*** Opening of RECORDS TO PROCESS ***
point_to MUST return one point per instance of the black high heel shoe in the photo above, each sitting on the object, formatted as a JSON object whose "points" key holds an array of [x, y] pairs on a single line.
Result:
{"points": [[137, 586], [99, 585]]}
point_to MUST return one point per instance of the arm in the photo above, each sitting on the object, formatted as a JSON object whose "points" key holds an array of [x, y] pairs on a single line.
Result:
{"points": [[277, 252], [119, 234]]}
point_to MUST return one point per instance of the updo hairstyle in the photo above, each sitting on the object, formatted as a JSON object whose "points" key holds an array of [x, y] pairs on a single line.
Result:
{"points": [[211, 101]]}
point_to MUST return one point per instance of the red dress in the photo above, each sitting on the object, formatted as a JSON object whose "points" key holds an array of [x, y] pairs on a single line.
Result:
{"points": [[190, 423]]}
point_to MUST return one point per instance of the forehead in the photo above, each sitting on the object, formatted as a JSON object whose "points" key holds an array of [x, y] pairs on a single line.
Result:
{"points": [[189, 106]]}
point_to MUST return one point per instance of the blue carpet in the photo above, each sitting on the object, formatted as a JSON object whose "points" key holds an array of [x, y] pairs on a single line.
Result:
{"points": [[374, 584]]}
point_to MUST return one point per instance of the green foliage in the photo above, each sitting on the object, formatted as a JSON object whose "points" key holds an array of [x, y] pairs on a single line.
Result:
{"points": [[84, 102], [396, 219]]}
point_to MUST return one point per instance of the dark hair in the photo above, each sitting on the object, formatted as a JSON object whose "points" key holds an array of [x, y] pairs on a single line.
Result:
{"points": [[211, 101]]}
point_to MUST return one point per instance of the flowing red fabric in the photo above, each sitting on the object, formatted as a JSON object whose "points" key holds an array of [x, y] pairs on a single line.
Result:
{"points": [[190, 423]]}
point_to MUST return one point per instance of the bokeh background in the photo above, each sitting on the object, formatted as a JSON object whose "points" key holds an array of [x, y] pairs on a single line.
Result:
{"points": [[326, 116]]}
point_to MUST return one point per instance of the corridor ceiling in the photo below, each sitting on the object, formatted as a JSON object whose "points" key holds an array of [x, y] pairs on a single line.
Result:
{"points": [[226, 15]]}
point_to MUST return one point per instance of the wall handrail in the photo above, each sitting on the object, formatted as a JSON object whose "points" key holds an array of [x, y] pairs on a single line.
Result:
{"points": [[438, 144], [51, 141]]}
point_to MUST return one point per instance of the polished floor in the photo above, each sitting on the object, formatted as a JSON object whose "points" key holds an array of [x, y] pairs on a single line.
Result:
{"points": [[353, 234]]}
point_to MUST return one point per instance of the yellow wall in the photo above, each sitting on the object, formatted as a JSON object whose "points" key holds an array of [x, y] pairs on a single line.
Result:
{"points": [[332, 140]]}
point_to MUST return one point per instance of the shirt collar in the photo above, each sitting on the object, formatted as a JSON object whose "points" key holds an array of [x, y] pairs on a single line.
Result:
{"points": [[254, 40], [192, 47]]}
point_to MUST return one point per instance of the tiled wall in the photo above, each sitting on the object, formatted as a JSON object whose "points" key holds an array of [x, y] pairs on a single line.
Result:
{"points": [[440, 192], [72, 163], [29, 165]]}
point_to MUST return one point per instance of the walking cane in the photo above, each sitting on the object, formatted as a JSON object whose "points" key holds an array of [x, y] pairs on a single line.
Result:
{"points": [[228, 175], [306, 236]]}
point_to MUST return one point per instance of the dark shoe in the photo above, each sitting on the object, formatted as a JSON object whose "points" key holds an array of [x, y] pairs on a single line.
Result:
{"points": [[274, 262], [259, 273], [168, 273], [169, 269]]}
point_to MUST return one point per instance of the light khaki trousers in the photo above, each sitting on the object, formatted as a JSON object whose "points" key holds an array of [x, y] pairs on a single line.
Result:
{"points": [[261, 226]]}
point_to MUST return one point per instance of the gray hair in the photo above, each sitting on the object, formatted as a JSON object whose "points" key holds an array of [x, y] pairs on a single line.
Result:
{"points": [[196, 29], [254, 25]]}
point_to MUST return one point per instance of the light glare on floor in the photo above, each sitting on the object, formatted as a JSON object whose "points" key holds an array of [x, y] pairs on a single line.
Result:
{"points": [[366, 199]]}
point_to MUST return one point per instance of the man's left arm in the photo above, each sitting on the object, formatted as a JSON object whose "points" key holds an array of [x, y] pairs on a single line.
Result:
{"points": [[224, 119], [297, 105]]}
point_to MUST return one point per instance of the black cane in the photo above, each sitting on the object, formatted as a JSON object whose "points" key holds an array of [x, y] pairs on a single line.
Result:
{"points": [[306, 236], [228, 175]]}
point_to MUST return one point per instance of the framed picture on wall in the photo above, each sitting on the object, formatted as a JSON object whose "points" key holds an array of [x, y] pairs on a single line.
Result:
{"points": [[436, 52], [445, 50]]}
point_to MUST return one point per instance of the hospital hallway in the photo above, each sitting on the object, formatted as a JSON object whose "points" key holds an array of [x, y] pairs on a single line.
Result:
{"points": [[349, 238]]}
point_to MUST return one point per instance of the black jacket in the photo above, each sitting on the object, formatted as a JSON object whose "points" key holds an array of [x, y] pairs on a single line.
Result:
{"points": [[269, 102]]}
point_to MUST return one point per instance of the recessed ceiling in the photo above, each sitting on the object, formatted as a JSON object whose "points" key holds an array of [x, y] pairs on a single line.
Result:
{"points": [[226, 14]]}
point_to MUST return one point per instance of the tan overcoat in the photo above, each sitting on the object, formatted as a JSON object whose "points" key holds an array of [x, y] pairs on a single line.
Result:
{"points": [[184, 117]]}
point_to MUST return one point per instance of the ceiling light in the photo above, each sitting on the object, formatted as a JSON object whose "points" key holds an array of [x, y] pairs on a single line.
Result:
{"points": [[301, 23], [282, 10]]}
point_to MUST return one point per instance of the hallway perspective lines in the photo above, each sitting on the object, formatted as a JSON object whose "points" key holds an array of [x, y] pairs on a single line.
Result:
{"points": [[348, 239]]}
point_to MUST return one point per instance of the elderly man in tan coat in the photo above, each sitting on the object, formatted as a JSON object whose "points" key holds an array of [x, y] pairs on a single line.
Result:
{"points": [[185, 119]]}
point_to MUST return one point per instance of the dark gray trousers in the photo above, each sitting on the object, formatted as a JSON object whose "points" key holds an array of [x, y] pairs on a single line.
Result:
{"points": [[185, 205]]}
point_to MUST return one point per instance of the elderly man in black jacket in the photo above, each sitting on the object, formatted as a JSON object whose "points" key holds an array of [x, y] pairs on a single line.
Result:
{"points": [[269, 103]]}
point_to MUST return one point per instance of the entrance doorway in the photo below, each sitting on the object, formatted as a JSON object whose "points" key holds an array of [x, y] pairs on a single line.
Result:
*** Close of RECORDS TO PROCESS ***
WORK ORDER
Repeat the records, every one of them, without any deviation.

EXERCISE SOLUTION
point_to MUST return one point per instance of the black high heel shoe in the photo above, each sitting on the object, formatted as a JSON object whose "points" key holds an array of [x, y] pairs on a single line.
Result:
{"points": [[137, 586], [99, 585]]}
point_to MUST return one point per instance of the arm in the photo above, each sitting on the object, formatted as a JSON object whose "points" key holds an array of [x, y] pairs on a single line.
Result:
{"points": [[277, 252], [119, 234]]}
point_to MUST return one point per instance of the updo hairstyle in the photo above, each sitting on the object, formatted as a JSON object whose "points" key holds an array of [x, y] pairs on a single line.
Result:
{"points": [[211, 101]]}
point_to MUST return one point per instance of the red dress in the photo above, each sitting on the object, formatted as a JSON object whose "points" key holds an array of [x, y] pairs on a single line.
Result:
{"points": [[190, 423]]}
point_to MUST return one point per instance of the forehead in the photo above, each sitting on the object, formatted as a JSON object whose "points" key holds an array of [x, y] pairs on a single line.
Result:
{"points": [[189, 106]]}
point_to MUST return one point per instance of the blue carpet in the photo above, each sitting on the object, formatted as a JSON object whose "points" key holds an array of [x, y] pairs on a single line.
Result:
{"points": [[374, 584]]}
point_to MUST return one point per instance of the green foliage in the photo above, each sitting on the object, formatted as a JSON object whose "points" key holds an array of [x, y] pairs on a single line.
Result:
{"points": [[84, 102], [396, 219]]}
point_to MUST return one point per instance of the dark hair in the photo above, each sitting on the object, formatted as a JSON object whose "points" key holds an array of [x, y] pairs on a single line.
Result:
{"points": [[211, 101]]}
point_to MUST return one point per instance of the flowing red fabric in the photo above, each sitting on the object, formatted as a JSON object whose "points" key holds an array of [x, y] pairs on a single line.
Result:
{"points": [[190, 423]]}
point_to MUST return one point per instance of the bokeh background in the photo above, each sitting on the object, formatted as a JSON object whose "points" key holds an array of [x, y] pairs on a single line.
Result:
{"points": [[326, 116]]}
point_to MUST return one point per instance of the corridor ceiling in the photo below, each sitting on the object, formatted as a JSON object whose "points" key holds an array of [x, y] pairs on a single line.
Result:
{"points": [[226, 15]]}
point_to MUST return one point per instance of the wall handrail in the photo above, each sitting on the object, formatted as a JSON object whose "points" key holds an array of [x, y] pairs on a single line.
Result:
{"points": [[438, 144], [51, 141]]}
point_to MUST return one point per instance of the polished floor in the photo above, each sitting on the object, formatted as a JSON object whose "points" key holds an array of [x, y] pairs on a single line.
Result:
{"points": [[353, 234]]}
point_to MUST return one point per instance of the yellow wall in the photo above, each sitting on the object, formatted as a JSON object whose "points" key holds an array of [x, y] pairs on a single line.
Result:
{"points": [[332, 140]]}
point_to MUST return one point per instance of the shirt collar in the photo above, each sitting on the object, formatted as a JSON object whose "points" key holds an array of [x, y] pairs on a single line.
Result:
{"points": [[254, 40], [192, 47]]}
point_to MUST return one point per instance of the tiled wall in the photo above, each sitting on the object, formatted as a JSON object whose "points" key holds an array of [x, y] pairs on a single line.
Result:
{"points": [[440, 192], [72, 163], [29, 165]]}
point_to MUST return one point per instance of the walking cane in the photo above, each sitting on the object, formatted as a JSON object whose "points" key holds an array of [x, y] pairs on a single line.
Result:
{"points": [[228, 175], [306, 236]]}
point_to MUST return one point per instance of the dark shoe in the photo above, each sitting on the object, formatted as a JSON object whose "points" key holds an array of [x, y] pairs on a single line.
Result:
{"points": [[274, 262], [259, 273], [168, 273], [169, 269]]}
point_to MUST return one point per instance of the light khaki trousers in the photo above, each sitting on the object, formatted as a JSON object whose "points" key holds an array of [x, y] pairs on a single line.
Result:
{"points": [[261, 226]]}
point_to MUST return one point per instance of the gray hair in the photo above, each sitting on the object, formatted as a JSON object whose "points" key holds an array of [x, y] pairs on a single line.
Result:
{"points": [[196, 29], [254, 25]]}
point_to MUST return one point per instance of the light glare on floor in the photo above, each sitting on the object, formatted as a JSON object whose "points" key holds an array of [x, y] pairs on a single line.
Result:
{"points": [[366, 199]]}
point_to MUST return one point per instance of the man's left arm in the photo above, each sitting on the object, formatted as a JSON object whose "points" key holds an array of [x, y] pairs on a single line.
Result:
{"points": [[224, 119], [297, 105]]}
point_to MUST return one point per instance of the black cane in the photo above, each sitting on the object, formatted as a JSON object whose "points" key holds an array of [x, y] pairs on a single line.
Result:
{"points": [[306, 236], [228, 175]]}
point_to MUST return one point per instance of the framed picture on wall in the photo above, each sitting on the object, formatted as a JSON object whose "points" key holds an array of [x, y] pairs on a single line.
Result:
{"points": [[436, 52], [445, 50]]}
point_to MUST return one point per instance of the hospital hallway in the photo above, each sitting on the object, formatted as a JSON object whose "points" key holds an array of [x, y] pairs on a single line.
Result:
{"points": [[349, 238]]}
point_to MUST return one point per instance of the black jacket in the photo above, each sitting on the object, formatted as a JSON object whose "points" key holds an array of [x, y] pairs on a single line.
Result:
{"points": [[269, 102]]}
point_to MUST return one point per instance of the recessed ceiling in the photo above, each sitting on the object, formatted as a JSON object whose "points" key holds an array of [x, y] pairs on a single line.
Result:
{"points": [[226, 14]]}
point_to MUST return one point per instance of the tan overcoat in the photo above, each sitting on the object, formatted as a JSON object whose "points" key holds an array of [x, y] pairs on a single line.
Result:
{"points": [[184, 117]]}
point_to MUST return one point per instance of the ceiling light in the photo above, each sitting on the object, formatted as a JSON object whose "points" key holds an array of [x, y] pairs on a single line.
Result:
{"points": [[301, 23], [282, 10]]}
point_to MUST return one point per instance of the hallway perspective lines in the photo above, each sitting on the object, formatted as a JSON object whose "points" key holds an array of [x, y] pairs on a single line.
Result:
{"points": [[348, 239]]}
point_to MUST return one point per instance of the elderly man in tan coat in the photo above, each sitting on the object, formatted as a JSON object whose "points" key holds an array of [x, y] pairs on a single line.
Result:
{"points": [[185, 119]]}
point_to MUST return one point per instance of the dark gray trousers in the photo above, each sitting on the object, formatted as a JSON object whose "points" key holds an array of [x, y] pairs on a single line.
Result:
{"points": [[185, 205]]}
point_to MUST return one point per instance of the elderly man in black jacket in the photo above, each sitting on the object, formatted as a JSON object whose "points" key holds an array of [x, y] pairs on a single line.
Result:
{"points": [[269, 103]]}
point_to MUST return one point per instance of the entrance doorway in the photo below, each sitting on the object, formatted as a JSON object whose "points" key holds an array of [x, y] pairs on a single line.
Result:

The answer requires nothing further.